SET PROBLEM: Transcribe the part of the article on Lumentum's CFP2-DCO module that opens with the words containing "The pluggable also" and closes with "CTO at Lumentum.".

PASSAGE TO READ:
>>>

Lumentum ships a 400G CFP2-DCO coherent module
Lumentum has started supplying customers with its CFP2-DCO coherent optical module. Operators use the pluggable to add an optical transport capability to equipment.
The company describes the CFP2-DCO as a workhorse; a multi-purpose pluggable for interface requirements ranging from connecting equipment in separate data centres to long-haul optical transmission.
The module works at 100-, 200-, 300- and 400-gigabit line rates.
The pluggable also complies with the OpenROADM multi-source agreement. It thus supports the open Forward Error Correction (oFEC) standard, enabling interoperability with oFEC-compliant coherent modules from other vendors.
“Optical communications is getting more diverse and dynamic with the inclusion of the internet content providers (ICPs) alongside traditional telecom operators,” says Brandon Collings, CTO at Lumentum.
The CFP2-DCO module is being adopted by traditional network equipment makers and by the ICPs who favour more open networking.
CFP2-DCOs modules from vendors support the OIF’s 400ZR standard that links switching and routing equipment in data centres up to 120km apart and more demanding custom optical transmission performance requirements, referred to as ZR+.
So what differentiates Lumentum’s CFP2-DCO from other coherent module makers?
Kevin Affolter, Lumentum’s vice president, strategic marketing for transmission, highlights the company’s experience in making coherent modules using the CFP form factor. Lumentum also makes the indium phosphide optical components used for its modules.
“We are by far the leading vendor of CFP2-ACO modules and that will go on for several years yet,” says Affolter.
Unlike the CFP2-DCO that integrates the optics and the digital signal processor (DSP), the earlier generation CFP2-ACO module includes optics only, with the coherent DSP residing on the line card.

<<<

DATA SUPPLIED:
>>>

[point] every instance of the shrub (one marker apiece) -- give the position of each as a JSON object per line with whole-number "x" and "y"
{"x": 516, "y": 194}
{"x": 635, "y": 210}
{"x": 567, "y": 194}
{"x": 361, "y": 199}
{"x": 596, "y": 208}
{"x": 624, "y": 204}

<<<

TASK OUTPUT:
The pluggable also complies with the OpenROADM multi-source agreement. It thus supports the open Forward Error Correction (oFEC) standard, enabling interoperability with oFEC-compliant coherent modules from other vendors.
“Optical communications is getting more diverse and dynamic with the inclusion of the internet content providers (ICPs) alongside traditional telecom operators,” says Brandon Collings, CTO at Lumentum.